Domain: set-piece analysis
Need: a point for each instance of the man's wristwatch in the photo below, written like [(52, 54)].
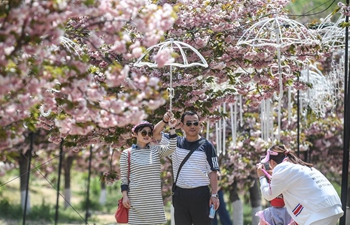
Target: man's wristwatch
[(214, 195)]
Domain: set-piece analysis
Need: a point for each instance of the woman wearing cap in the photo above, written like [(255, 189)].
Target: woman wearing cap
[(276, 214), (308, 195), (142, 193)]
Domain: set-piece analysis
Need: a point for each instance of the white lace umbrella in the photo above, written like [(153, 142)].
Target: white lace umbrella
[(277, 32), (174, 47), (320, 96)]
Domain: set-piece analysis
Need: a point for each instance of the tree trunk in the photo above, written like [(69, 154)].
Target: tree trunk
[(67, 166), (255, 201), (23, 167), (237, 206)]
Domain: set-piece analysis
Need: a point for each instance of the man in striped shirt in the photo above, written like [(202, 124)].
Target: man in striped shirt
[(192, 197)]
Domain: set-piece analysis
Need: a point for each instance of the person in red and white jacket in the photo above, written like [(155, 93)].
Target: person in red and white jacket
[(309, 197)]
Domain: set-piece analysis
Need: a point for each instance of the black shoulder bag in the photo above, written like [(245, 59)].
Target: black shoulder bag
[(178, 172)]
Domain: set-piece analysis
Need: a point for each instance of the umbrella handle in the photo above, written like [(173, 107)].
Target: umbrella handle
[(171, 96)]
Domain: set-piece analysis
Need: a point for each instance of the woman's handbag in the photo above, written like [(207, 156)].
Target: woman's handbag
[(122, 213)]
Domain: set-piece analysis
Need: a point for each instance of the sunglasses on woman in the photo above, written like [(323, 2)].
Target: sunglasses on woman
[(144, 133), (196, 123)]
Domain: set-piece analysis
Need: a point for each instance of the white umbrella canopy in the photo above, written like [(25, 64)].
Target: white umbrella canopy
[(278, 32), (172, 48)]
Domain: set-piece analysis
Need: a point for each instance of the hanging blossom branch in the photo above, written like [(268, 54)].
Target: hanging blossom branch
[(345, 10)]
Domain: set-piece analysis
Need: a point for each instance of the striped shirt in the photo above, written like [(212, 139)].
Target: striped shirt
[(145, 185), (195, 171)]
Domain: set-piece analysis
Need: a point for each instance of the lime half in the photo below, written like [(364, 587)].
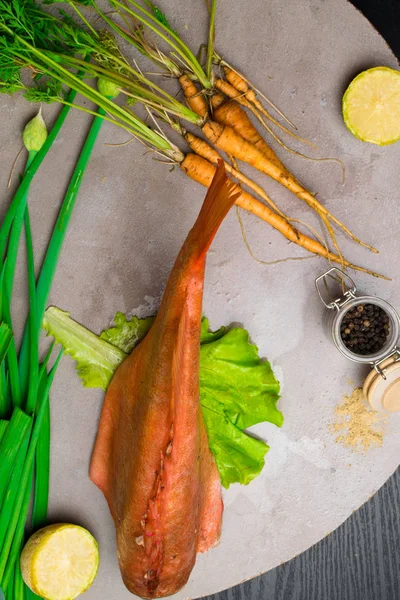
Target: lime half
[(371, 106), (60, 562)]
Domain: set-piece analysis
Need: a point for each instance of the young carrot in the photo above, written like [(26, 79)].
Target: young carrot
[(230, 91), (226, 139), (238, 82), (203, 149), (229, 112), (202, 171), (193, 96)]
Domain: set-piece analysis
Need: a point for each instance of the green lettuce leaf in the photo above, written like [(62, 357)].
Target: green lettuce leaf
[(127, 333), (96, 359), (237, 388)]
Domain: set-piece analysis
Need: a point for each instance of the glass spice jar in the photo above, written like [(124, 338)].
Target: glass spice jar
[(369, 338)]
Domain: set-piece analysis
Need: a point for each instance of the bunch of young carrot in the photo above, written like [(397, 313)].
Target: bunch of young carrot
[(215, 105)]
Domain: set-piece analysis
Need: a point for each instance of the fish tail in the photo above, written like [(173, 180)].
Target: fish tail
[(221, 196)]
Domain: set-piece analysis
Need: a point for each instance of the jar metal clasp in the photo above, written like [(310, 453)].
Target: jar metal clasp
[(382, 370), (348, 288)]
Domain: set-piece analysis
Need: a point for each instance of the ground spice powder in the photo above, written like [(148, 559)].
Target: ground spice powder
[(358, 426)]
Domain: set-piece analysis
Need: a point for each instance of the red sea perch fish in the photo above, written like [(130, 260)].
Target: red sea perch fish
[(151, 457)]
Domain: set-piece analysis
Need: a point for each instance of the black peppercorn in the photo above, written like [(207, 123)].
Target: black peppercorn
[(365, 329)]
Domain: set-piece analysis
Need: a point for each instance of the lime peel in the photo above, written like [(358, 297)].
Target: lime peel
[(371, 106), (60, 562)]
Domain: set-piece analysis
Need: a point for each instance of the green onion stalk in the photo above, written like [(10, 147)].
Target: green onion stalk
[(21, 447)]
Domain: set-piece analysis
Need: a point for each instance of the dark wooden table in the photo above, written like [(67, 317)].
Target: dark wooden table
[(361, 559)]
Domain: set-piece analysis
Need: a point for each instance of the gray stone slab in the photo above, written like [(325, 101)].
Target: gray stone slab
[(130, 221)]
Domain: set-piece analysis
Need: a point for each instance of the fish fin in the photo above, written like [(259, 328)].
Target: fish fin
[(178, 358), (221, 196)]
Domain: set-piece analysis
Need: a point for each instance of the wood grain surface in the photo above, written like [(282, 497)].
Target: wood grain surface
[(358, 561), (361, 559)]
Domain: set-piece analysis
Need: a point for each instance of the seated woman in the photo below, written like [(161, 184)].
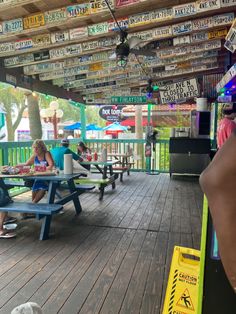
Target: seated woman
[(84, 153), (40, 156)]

■ SHORT EXERCISE: Copy the records from their start through the line containing "[(276, 214), (308, 195), (142, 193)]", both ends included, keeping the requests as they are but multiplying every point coordinate in the answers by 2.45 and rounding to the nearest whole number, with halves rounded up. Leave the pictures out.

■ RESPONSE BELOW:
Domain: set-piece analysis
Need: a point for each instance of the man's wristwatch in the photo below, written like [(52, 54)].
Target: man's wristwatch
[(524, 478)]
Domain: set-piece analysis
Need: a point for each instance of the woman wearing cap in the photo above, written like [(255, 189)].
Target: woman wearing cap
[(676, 524), (755, 478), (348, 473)]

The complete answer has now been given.